---------- Input data

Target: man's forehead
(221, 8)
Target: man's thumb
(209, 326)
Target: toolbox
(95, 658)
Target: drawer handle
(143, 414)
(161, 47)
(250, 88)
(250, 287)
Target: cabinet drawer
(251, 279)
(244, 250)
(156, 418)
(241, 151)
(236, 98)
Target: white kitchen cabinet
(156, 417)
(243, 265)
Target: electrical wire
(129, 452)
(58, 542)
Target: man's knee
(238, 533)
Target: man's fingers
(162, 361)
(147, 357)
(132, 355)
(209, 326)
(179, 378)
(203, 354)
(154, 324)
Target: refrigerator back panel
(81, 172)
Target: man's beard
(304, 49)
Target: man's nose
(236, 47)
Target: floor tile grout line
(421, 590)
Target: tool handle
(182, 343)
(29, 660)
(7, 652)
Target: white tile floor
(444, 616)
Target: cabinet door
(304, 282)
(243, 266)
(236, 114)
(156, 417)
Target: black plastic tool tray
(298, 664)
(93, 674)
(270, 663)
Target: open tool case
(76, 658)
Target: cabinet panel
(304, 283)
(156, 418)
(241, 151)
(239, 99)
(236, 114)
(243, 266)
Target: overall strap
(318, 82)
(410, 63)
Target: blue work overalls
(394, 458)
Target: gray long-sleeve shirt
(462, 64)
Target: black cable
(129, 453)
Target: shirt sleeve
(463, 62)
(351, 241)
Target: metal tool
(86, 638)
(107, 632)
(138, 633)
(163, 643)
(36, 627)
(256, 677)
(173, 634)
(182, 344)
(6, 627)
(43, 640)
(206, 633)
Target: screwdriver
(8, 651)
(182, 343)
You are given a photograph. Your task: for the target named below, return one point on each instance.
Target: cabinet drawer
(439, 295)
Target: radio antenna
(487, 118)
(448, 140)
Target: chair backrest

--------------------

The records must each be output verbatim, with nothing left out.

Target: man's forehead
(221, 8)
Target: man's thumb
(209, 326)
Target: toolbox
(95, 658)
Target: drawer handle
(143, 414)
(161, 47)
(250, 88)
(250, 287)
Target: cabinet drawer
(251, 279)
(244, 250)
(156, 418)
(241, 151)
(236, 98)
Target: white kitchen cabinet
(156, 417)
(243, 265)
Target: electrical wire
(129, 452)
(58, 542)
Target: man's knee
(238, 533)
Target: man's fingers
(162, 361)
(147, 357)
(132, 355)
(209, 326)
(179, 378)
(203, 354)
(154, 324)
Target: refrigerator back panel
(81, 172)
Target: man's beard
(304, 49)
Target: man's nose
(236, 47)
Target: floor tile grout line
(421, 590)
Target: tool handle
(182, 343)
(29, 660)
(7, 652)
Target: white tile floor
(444, 616)
Target: cabinet door
(304, 282)
(243, 266)
(236, 114)
(156, 417)
Target: black plastic tool tray
(298, 664)
(93, 674)
(270, 663)
Target: open tool case
(76, 658)
Target: cabinet panel
(304, 283)
(156, 418)
(241, 151)
(239, 99)
(236, 114)
(243, 266)
Target: overall strap
(318, 82)
(410, 63)
Target: blue work overalls
(394, 458)
Target: gray long-sleeve shirt
(462, 64)
Target: black cable
(129, 453)
Target: shirt sleeve
(463, 62)
(351, 241)
Target: metal tool
(86, 638)
(107, 632)
(138, 633)
(163, 643)
(36, 627)
(256, 677)
(173, 634)
(182, 344)
(6, 627)
(43, 640)
(206, 633)
Target: screwdriver
(8, 651)
(182, 343)
You are given a photograph. Your task: for the target named below, return one point on each instance.
Target: cabinet drawer
(439, 295)
Target: radio antenna
(487, 118)
(448, 140)
Target: chair backrest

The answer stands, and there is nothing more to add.